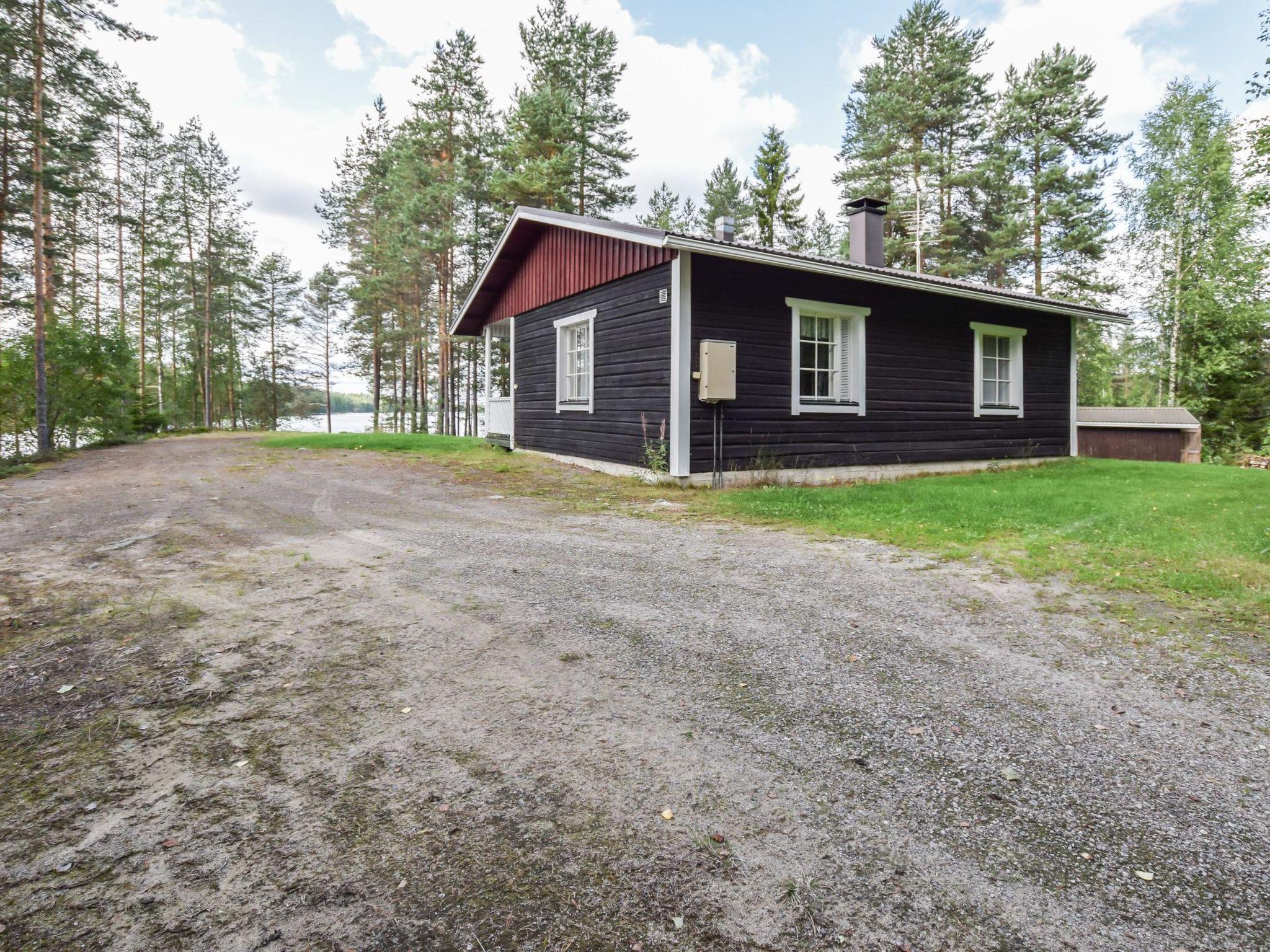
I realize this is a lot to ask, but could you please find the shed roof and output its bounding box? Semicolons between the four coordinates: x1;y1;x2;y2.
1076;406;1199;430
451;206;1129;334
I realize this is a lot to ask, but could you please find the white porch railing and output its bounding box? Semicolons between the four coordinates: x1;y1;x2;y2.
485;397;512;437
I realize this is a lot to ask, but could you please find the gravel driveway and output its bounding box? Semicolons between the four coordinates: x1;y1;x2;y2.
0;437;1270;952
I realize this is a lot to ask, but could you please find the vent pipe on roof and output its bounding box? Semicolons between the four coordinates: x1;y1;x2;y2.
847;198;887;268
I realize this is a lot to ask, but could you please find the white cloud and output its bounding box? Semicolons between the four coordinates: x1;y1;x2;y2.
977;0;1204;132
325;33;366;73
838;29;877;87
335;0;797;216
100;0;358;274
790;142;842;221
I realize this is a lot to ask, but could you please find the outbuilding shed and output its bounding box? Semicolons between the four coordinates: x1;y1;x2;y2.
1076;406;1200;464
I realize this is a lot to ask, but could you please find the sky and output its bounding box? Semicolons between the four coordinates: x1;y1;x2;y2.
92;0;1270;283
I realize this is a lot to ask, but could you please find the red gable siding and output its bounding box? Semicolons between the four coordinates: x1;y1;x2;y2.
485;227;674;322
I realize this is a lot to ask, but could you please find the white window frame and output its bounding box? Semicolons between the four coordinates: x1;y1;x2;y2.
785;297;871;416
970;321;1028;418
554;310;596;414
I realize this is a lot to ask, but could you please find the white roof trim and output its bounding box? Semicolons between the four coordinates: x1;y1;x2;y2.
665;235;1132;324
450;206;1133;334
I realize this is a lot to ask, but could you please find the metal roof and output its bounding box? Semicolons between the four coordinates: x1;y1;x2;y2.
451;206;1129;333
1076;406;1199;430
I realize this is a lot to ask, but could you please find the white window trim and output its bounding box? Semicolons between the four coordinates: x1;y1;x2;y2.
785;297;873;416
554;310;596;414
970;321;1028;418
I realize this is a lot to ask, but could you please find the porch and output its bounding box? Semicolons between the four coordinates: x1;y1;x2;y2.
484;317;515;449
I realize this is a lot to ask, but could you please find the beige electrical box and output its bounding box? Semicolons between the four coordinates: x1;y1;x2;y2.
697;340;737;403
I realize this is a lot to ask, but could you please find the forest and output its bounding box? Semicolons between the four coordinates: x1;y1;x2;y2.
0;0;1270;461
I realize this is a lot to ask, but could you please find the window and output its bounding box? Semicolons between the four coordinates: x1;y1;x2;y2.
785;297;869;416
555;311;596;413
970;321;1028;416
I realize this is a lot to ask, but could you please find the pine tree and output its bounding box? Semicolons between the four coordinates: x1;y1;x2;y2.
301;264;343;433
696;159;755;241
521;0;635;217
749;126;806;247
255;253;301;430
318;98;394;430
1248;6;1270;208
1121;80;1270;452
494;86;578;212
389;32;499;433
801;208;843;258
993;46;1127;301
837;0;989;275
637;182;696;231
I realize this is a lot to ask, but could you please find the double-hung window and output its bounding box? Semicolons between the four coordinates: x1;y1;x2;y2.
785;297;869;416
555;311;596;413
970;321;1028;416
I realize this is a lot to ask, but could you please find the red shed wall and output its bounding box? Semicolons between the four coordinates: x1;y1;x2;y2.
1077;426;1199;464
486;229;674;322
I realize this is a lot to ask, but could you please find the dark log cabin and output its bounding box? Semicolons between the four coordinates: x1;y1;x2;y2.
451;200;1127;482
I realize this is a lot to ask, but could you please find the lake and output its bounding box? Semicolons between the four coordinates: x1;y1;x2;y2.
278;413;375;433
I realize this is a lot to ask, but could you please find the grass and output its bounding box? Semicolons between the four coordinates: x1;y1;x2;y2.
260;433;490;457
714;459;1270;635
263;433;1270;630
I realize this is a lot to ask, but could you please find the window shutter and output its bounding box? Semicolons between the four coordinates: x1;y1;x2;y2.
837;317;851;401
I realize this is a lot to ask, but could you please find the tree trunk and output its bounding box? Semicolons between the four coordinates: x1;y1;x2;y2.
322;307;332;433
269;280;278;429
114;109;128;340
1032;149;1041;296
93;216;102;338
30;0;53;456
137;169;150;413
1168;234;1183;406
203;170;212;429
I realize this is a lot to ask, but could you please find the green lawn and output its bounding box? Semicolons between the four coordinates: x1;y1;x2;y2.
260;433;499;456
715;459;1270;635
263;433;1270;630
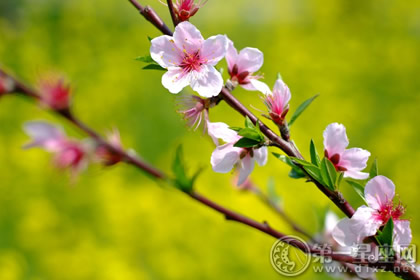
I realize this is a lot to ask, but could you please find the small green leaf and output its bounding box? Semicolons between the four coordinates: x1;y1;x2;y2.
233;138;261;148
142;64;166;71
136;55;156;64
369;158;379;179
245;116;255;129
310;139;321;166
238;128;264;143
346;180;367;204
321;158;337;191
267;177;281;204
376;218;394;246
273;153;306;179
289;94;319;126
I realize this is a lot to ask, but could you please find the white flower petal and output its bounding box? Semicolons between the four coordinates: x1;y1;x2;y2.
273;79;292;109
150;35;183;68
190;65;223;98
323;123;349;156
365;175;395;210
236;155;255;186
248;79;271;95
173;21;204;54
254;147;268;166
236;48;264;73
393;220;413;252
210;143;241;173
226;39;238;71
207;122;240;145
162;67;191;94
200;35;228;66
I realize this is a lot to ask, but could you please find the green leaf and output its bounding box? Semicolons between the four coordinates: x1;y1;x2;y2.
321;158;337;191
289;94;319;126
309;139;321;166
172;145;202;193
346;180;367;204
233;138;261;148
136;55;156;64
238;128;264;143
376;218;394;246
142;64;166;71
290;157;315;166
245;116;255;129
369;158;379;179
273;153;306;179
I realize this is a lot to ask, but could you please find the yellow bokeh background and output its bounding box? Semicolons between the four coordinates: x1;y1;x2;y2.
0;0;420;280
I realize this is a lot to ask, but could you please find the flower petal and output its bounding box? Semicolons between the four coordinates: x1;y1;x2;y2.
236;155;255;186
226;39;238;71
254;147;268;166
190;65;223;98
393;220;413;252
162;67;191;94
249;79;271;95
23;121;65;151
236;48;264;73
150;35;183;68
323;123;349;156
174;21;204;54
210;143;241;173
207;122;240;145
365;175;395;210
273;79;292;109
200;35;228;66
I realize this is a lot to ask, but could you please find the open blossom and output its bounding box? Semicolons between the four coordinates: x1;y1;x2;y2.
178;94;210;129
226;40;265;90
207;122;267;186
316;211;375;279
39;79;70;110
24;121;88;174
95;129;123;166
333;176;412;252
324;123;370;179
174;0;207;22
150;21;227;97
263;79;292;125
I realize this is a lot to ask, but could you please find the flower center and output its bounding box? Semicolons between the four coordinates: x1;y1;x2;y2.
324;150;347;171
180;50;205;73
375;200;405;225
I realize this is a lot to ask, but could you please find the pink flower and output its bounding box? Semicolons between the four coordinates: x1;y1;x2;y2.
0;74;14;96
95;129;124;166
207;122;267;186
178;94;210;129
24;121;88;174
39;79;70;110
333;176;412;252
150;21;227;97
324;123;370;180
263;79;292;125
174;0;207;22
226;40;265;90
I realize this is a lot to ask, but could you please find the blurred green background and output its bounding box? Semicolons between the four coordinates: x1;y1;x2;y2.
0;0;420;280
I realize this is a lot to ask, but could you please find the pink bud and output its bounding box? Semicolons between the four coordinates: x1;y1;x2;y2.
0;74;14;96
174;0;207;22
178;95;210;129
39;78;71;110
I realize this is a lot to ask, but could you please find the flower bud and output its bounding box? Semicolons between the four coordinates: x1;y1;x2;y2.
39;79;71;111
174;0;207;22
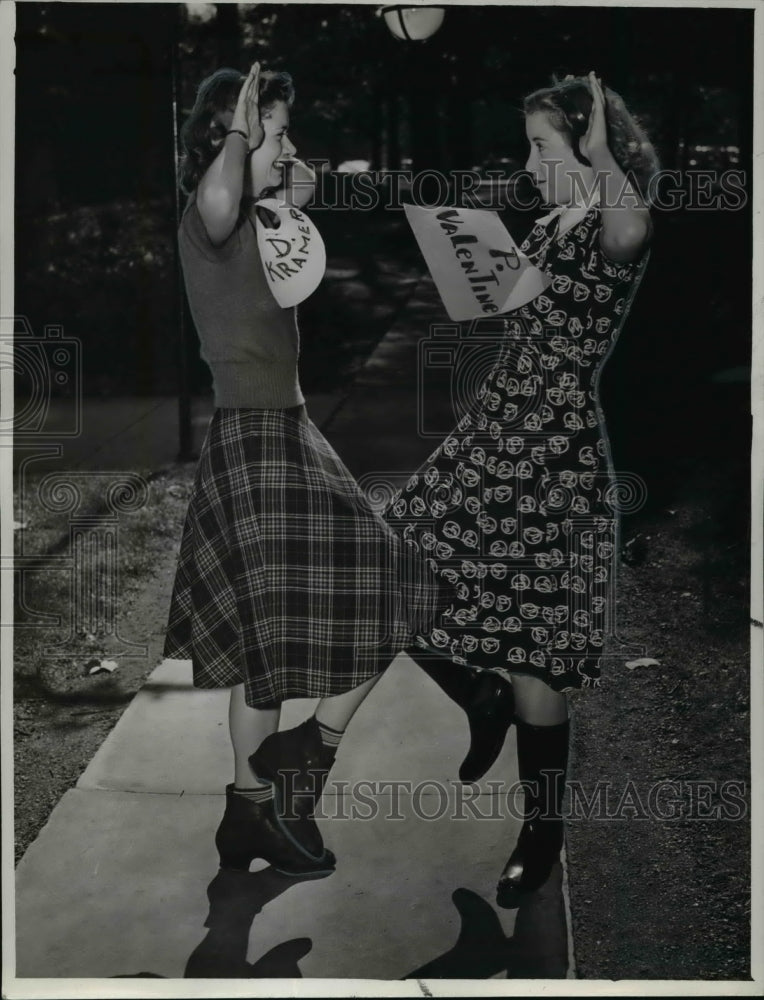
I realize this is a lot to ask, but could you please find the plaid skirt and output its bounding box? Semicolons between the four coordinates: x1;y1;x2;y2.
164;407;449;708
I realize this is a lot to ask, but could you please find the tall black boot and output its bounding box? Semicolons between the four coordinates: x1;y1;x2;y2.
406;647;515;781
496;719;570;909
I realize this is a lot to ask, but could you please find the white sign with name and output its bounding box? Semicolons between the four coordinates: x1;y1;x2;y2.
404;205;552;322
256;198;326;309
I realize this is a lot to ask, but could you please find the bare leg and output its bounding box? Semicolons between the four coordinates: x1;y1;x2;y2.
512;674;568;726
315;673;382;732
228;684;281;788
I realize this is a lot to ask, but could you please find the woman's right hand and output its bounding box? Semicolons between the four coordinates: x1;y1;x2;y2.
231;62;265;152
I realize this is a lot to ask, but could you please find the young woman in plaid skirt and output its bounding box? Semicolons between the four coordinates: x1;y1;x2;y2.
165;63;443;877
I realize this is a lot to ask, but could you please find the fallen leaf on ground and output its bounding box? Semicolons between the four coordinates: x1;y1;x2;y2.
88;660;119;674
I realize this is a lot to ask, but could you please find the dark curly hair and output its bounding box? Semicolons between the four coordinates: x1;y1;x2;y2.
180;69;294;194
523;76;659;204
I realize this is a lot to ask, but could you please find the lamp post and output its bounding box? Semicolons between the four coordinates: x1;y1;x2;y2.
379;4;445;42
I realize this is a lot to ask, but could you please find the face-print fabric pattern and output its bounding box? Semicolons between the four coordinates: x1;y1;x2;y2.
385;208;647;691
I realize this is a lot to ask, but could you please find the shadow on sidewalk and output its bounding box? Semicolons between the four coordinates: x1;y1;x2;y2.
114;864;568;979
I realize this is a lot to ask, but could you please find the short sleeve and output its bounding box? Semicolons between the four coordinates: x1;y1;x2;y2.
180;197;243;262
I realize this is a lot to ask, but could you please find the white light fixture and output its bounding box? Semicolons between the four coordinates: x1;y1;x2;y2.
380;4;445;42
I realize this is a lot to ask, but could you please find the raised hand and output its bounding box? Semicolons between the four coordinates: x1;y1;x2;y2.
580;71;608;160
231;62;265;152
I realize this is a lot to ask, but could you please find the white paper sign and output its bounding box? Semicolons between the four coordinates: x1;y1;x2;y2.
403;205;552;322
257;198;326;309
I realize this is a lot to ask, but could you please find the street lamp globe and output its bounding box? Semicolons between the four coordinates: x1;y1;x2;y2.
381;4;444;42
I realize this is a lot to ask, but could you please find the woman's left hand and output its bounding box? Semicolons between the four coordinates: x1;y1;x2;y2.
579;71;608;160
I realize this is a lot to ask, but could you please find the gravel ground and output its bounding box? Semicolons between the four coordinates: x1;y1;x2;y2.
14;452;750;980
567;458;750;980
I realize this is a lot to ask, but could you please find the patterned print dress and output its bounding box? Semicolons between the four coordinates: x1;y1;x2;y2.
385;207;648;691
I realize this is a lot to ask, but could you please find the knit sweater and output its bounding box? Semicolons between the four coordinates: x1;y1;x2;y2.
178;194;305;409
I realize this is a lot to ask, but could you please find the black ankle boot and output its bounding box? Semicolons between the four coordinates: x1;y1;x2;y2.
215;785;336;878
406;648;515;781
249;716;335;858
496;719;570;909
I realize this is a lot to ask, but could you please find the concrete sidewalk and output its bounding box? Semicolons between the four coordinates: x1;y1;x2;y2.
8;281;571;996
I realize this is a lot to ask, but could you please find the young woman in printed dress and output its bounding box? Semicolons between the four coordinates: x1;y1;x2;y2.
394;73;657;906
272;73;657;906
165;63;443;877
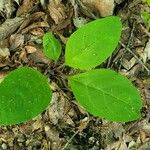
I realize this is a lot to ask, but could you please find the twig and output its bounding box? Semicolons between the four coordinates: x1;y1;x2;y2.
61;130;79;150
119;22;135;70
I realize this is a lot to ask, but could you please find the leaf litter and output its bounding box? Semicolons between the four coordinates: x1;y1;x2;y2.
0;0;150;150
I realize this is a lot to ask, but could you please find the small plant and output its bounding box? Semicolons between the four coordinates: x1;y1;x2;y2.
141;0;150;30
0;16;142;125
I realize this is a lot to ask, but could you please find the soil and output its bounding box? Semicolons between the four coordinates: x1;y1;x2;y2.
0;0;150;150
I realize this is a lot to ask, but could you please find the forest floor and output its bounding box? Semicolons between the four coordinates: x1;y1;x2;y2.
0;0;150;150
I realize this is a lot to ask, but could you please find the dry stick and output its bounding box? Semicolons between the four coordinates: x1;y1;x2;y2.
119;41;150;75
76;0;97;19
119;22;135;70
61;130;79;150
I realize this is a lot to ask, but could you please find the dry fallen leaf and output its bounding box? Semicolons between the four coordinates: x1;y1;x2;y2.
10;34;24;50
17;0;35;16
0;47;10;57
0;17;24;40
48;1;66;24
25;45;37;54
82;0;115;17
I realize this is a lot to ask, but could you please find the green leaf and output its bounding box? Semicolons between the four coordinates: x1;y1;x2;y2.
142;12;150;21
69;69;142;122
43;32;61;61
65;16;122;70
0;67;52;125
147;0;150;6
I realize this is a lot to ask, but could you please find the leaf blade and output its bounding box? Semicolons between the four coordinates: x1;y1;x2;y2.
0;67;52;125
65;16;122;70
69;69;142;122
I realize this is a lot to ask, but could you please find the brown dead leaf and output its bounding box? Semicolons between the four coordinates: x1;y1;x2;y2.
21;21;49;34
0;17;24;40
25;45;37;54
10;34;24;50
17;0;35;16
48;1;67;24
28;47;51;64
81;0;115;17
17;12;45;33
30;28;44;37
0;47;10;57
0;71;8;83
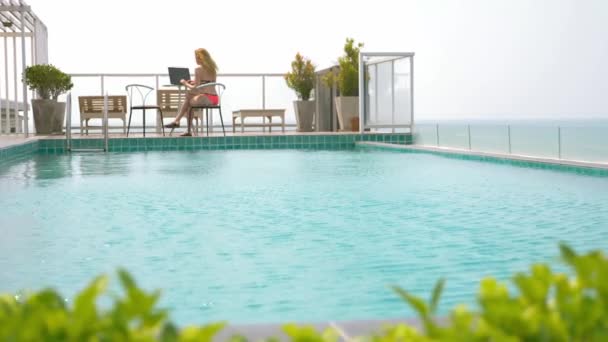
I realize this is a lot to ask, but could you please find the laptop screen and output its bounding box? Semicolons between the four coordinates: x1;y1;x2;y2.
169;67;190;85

▶ **REQUIRED TASK**: Recast the material, from the line containing "the red gable" up to and including the line containing "484;317;515;449", as a numbered list with blank lines omitted.

▶ **ANSWER**:
1. I realize this is a lot to ask, but could you please find the red gable siding and output its bounding box? Semicolons between the four coordinates: x1;y1;x2;y2.
2. 485;227;674;322
3. I realize this is a lot to ask, but could you please find the white window frame and output its bounding box? Semicolons between the four coordinates: x1;y1;x2;y2.
4. 785;297;871;416
5. 970;321;1028;418
6. 554;310;596;414
7. I realize this is a lot to ask, but could you please find the white roof trim and output its bounding box? Semicolons between the four coordinates: x1;y1;x2;y2.
8. 665;235;1132;324
9. 450;206;1133;334
10. I realize this is a lot to ask, but could you please find the metal roof and output its bounding box? Semicolons between the four coordinates: x1;y1;x2;y2.
11. 451;206;1129;333
12. 1076;406;1199;430
13. I realize this is a lot to ask, but could you please find the white window trim and output its bounding box? Semicolons between the four coordinates: x1;y1;x2;y2.
14. 785;297;873;416
15. 554;310;596;414
16. 970;321;1028;418
17. I realize this is a lot to ask, but could you please find the porch and output its bounding box? Semicolons between the four coordinates: x1;y1;x2;y2.
18. 484;317;515;449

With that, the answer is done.